There is more to it than stereotypes ~8 minutes read~
The first few words of Maltese any foreigner learns soon after having moved to Malta inevitably include swearwords as well as some specific ones – ħamalli and pepè – whose meaning is not at all clear despite their popularity. Although considerable volumes of writing have been dedicated to the subject, here is a take on it from an outsider’s perspective.
In a nutshell: if you are fond of oriental philosophy then you’ve come to the right place since Malta has its own yin and yang elements too. No matter how opposite ħamalli and pepè are perceived to be, they are entirely inseparable at the core. The more detailed description of Malta’s best known social species might also serve for better understanding of the country.
Noun and adjective: ħamallu (masculine singular), ħamalla (feminine singular), ħamalli (plural)
Adjective: ħamallata (something that has attributes of ħamalli). Example: this car is a bit of a ħamallata.
For the rest of the country, ħamallu regular (latin: Ħamallus miletensis or Ħamallus vulgaris) is a separate species they try to dissociate from as much as possible and that makes Ħamallus vulgaris a keystone figure of Maltese society. The curious fact about Ħ. vulgaris is that, despite the fear to resemble him, nobody quite knows what it means to be one. Some might tell you it’s the bad manners and vulgar clothes, others are convinced it’s the lack of education and culture awareness while some would insist Ħ. vulgaris originates from certain localities and family backgrounds. All of them are partially true yet still miss the core indication of a true ħamallu regular – their profound disrespect and hostility to anything outside their little world. Whether they are genuinely clueless about the outer world or deliberately ignorant of it, ħamalli refuse to consider anything that does not concern themselves, their house, their band club or, maximum, their locality.
Ħamallu blasts the sound in his car or house, parks on two parking bays, occupies as much space as he can at the beach, builds a boat house on public land, disturbs his neighbours with outbursts of loudness and his neighbourhood – with gunshots because he recognizes no authority higher than himself.
Ħammali is not even a class phenomenon since recognizing certain class solidarity already broadens one’s perspective. On the other hand, a fisherman or a farmer is seldom ħamallu since he is humbled by the force much greater than himself – nature. Ħamallu regular is not thrilled by nature. His approach to anything is utilitarian. If he ever notices anything beautiful and delicate it is only for the sake of his pocket.
Someone might say ħamallu regular is not unique to Malta but widely spread across the globe. Well, similar varieties might be present in all countries yet Ħamallu miletensis is endemic to Malta because:
- he evolved in the specific conditions of post-colonial country environment, where higher education was a privilege originally available to the few;
- the absence of such great landscape features as mountains combined with the warm Mediterranean climate favour ħamallu power since there is nothing to keep the human ego in check. Not even the giant of Catholic church has managed to humble him down;
- he influences the absolute majority of social interactions in Malta. Be it the cases where ħamallu is the initiator or where the rest counteract his misdeeds, he still remains a centrepiece.

Stored data:
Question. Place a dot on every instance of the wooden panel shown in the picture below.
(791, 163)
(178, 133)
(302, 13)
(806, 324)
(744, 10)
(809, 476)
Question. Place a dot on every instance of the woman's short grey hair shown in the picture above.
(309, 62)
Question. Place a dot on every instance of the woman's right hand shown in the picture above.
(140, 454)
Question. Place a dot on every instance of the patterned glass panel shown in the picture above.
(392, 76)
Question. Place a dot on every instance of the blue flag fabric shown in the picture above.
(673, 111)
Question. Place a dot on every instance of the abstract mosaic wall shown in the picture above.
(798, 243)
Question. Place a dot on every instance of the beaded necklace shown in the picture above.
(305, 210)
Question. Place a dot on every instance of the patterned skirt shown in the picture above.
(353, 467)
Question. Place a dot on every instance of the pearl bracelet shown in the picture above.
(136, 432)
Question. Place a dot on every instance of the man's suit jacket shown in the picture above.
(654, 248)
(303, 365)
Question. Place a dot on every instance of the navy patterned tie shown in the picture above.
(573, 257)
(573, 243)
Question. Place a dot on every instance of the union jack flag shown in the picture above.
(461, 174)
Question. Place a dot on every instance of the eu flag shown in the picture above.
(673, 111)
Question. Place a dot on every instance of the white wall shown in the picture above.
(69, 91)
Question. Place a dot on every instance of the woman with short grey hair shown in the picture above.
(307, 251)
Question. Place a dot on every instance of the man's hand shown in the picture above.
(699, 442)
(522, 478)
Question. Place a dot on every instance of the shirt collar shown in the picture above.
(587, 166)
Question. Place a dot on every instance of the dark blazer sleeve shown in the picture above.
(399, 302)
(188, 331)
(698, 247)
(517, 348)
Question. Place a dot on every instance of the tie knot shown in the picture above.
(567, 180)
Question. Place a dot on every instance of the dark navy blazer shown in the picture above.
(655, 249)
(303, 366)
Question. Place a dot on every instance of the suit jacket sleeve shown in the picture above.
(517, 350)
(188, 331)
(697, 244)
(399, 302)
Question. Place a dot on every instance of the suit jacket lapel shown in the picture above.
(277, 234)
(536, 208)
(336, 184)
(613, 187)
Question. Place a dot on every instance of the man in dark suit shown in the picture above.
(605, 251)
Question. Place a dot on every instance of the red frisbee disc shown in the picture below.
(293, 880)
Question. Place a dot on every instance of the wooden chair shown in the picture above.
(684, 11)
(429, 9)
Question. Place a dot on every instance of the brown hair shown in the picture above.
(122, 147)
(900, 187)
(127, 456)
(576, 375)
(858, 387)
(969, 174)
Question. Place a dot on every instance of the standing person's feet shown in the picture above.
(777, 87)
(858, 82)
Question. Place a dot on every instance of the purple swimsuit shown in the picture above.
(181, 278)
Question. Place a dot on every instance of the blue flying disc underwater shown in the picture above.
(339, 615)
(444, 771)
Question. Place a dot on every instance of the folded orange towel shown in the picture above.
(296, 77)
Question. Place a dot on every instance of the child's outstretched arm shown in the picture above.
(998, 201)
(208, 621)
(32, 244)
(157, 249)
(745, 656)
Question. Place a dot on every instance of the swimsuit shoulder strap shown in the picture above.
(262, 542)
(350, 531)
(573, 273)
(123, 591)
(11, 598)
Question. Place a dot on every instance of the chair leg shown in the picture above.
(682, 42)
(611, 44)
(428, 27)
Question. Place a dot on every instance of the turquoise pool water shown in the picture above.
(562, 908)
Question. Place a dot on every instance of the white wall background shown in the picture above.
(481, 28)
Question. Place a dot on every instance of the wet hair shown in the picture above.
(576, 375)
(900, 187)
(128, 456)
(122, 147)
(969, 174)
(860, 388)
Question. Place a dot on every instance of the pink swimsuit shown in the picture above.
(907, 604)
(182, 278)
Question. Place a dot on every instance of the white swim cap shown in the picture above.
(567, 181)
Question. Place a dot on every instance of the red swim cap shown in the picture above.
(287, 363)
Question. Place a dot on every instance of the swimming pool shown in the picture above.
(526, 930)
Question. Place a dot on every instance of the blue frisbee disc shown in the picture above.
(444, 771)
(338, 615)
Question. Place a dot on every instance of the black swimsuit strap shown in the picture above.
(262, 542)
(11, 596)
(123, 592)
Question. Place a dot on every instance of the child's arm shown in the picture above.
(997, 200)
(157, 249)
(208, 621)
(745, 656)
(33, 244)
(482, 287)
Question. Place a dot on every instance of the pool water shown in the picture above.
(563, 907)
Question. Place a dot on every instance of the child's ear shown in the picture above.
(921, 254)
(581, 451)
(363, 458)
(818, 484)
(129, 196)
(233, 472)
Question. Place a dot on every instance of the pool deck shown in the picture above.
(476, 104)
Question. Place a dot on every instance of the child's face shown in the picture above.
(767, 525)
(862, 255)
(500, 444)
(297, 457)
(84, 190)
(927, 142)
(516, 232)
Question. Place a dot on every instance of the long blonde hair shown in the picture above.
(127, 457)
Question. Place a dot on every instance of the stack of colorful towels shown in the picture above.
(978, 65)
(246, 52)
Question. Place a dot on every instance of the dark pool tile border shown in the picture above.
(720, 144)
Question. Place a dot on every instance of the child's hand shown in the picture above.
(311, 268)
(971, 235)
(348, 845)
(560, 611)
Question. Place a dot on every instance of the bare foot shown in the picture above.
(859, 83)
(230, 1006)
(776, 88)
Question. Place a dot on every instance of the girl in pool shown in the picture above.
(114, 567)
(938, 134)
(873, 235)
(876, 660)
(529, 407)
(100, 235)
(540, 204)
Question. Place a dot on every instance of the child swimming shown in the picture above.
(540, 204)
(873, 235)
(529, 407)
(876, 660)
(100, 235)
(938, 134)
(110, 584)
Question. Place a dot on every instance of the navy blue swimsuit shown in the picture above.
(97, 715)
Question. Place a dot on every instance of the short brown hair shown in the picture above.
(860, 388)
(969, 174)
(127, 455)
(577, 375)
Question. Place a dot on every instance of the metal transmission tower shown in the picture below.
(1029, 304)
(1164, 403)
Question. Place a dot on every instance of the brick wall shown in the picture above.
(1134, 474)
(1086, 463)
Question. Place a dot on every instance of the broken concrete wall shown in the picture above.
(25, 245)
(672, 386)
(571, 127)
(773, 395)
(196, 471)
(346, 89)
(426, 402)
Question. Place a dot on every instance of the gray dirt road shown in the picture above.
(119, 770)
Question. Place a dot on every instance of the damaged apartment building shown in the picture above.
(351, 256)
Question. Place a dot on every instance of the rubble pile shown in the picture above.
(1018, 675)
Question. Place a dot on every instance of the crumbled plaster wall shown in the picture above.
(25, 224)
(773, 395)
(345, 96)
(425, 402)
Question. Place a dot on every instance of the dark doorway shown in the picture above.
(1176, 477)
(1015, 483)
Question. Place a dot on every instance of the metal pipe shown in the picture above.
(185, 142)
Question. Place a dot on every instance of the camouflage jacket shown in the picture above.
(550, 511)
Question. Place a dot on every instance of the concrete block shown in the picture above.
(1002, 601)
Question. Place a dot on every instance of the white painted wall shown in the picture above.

# Tasks to carry out
a – In the piece on ħamalli and pepè, what makes a fisherman or a farmer seldom ħamallu?
b – Translate this sentence from the piece on ħamalli and pepè into Spanish: "Ħamallu regular is not thrilled by nature."
Work only from the piece on ħamalli and pepè, not from the listing.

# Response list
a – He is humbled by a force much greater than himself: nature.

b – Al ħamallu regular no le entusiasma la naturaleza.